=== Section Start ===

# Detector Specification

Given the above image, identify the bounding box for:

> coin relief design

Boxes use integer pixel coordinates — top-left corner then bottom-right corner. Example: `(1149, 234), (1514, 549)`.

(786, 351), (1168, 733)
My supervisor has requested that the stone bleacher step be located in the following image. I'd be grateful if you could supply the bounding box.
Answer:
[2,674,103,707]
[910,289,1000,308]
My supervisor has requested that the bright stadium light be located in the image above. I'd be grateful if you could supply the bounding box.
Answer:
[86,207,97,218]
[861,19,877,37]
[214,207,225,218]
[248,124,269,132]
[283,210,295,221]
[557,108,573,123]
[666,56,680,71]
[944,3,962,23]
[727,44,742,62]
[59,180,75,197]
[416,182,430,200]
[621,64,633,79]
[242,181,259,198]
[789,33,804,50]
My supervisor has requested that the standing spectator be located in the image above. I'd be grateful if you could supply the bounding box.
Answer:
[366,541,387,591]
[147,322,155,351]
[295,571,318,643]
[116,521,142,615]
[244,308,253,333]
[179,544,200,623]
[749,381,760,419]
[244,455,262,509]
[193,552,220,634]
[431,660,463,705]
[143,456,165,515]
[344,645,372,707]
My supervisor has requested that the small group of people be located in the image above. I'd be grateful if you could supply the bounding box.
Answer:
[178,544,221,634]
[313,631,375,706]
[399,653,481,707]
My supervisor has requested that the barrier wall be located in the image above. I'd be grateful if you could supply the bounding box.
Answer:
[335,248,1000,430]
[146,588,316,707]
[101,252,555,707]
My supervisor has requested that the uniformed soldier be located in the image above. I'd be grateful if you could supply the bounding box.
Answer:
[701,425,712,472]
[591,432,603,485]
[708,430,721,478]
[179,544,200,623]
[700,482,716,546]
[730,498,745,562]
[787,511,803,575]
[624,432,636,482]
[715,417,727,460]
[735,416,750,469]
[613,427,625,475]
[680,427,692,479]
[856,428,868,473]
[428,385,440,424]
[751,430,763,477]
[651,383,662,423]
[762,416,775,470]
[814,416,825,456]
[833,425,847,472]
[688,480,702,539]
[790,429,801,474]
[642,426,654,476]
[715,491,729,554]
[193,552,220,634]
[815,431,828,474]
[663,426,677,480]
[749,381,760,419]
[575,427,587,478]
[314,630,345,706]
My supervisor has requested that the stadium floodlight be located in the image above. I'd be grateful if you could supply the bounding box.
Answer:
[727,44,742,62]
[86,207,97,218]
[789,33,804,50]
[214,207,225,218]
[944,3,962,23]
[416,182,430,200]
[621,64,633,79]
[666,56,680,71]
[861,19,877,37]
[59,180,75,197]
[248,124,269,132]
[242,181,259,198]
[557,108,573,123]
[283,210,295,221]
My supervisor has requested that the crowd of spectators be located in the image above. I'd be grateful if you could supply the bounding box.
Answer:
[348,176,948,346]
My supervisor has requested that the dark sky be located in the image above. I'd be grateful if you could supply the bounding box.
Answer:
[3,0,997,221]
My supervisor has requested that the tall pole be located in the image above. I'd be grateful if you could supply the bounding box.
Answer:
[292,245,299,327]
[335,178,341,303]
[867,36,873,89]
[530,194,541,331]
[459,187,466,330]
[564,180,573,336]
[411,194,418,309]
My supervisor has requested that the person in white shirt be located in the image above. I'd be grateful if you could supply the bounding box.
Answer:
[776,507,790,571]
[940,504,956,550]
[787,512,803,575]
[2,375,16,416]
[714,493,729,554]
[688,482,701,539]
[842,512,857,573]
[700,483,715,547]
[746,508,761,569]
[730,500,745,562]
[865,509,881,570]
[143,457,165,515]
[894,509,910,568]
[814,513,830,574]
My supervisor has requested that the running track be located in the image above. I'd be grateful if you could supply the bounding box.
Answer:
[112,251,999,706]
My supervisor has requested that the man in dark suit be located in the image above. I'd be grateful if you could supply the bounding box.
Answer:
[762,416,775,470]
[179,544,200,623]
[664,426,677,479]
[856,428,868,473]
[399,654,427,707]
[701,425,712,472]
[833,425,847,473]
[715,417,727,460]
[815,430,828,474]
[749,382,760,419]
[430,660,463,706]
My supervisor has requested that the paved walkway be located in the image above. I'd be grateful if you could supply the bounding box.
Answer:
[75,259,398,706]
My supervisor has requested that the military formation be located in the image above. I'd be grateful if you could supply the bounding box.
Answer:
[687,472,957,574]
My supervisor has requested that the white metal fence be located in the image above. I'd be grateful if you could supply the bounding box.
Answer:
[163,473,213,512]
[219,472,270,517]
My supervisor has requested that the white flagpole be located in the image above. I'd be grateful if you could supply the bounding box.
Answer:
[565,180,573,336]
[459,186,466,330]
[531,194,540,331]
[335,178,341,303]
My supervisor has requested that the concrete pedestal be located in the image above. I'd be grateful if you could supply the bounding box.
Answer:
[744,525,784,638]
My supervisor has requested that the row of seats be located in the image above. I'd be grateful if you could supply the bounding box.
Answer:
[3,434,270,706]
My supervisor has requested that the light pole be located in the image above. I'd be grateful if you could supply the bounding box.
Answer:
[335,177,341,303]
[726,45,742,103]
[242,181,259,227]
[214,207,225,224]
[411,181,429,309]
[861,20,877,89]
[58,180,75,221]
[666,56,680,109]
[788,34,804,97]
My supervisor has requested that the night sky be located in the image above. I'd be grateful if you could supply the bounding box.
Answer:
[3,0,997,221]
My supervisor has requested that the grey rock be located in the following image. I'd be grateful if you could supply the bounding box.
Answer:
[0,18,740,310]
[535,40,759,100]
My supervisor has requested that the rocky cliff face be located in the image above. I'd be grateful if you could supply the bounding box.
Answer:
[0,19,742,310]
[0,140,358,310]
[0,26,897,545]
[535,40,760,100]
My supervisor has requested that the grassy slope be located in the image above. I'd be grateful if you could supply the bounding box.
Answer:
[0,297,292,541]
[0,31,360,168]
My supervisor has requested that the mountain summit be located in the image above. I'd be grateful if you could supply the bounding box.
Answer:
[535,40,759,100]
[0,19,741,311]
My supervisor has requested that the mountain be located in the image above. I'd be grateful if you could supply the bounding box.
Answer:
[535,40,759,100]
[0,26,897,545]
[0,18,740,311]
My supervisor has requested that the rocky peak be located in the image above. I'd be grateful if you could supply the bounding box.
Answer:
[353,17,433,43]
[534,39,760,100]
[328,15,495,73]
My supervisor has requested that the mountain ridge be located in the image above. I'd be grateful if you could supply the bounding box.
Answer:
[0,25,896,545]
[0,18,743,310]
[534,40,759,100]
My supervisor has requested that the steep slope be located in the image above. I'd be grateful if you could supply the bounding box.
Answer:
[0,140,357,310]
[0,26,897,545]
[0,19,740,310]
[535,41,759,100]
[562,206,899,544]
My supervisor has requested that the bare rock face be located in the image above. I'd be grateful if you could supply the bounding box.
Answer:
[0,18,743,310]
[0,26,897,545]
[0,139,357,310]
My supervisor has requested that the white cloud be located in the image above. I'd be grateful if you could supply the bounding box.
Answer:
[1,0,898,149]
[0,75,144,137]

=== Section End ===

**WORK TASK**
Please retype the top of the data exactly, down to and including the line that holds "My supervisor has requested that the uniformed", and nothing further.

**ANSWER TO THE PROBLEM**
# Detector Specification

Given the above image, identify the bounding box for:

> coin relief design

Boxes use integer pixel coordinates — top-left corner then bottom-right corner. Example: `(1149, 234), (1514, 549)`.

(786, 351), (1168, 733)
My supervisor has requested that the stone bleacher step be located in the following image. I'd be grateful if you could supply the bounding box.
Answer:
[2,674,103,707]
[910,289,1000,308]
My supervisor has requested that the bright stadium light be located in the image above. I'd be grateful if you could supply the bounding box.
Answer:
[86,207,97,218]
[861,19,877,37]
[214,207,225,218]
[248,124,269,132]
[283,210,295,221]
[557,108,573,123]
[666,56,680,71]
[944,3,962,23]
[727,44,742,62]
[59,180,75,197]
[416,182,430,200]
[621,64,633,79]
[242,181,259,198]
[789,33,804,50]
My supervisor has requested that the standing spectator be located in the image above. I'd be grateful if you could supply the bounding box.
Answer:
[366,541,387,591]
[147,322,155,351]
[295,571,318,643]
[116,521,142,615]
[244,308,253,333]
[179,544,200,623]
[749,381,760,419]
[244,455,262,509]
[193,552,220,634]
[431,660,463,705]
[143,456,165,515]
[344,645,372,707]
My supervisor has requested that the small group of people be located in the image above. I'd be grateful if you could supply the bounding box.
Answer:
[178,544,221,634]
[313,631,375,706]
[399,653,481,707]
My supervisor has requested that the barrier wall be located in the image above. I'd be grateful if you could supply the bounding box.
Answer:
[335,248,1000,430]
[146,588,316,707]
[101,252,555,707]
My supervisor has requested that the uniformed soldier be located in the image above. I'd be grateful if you could supply the bounding box.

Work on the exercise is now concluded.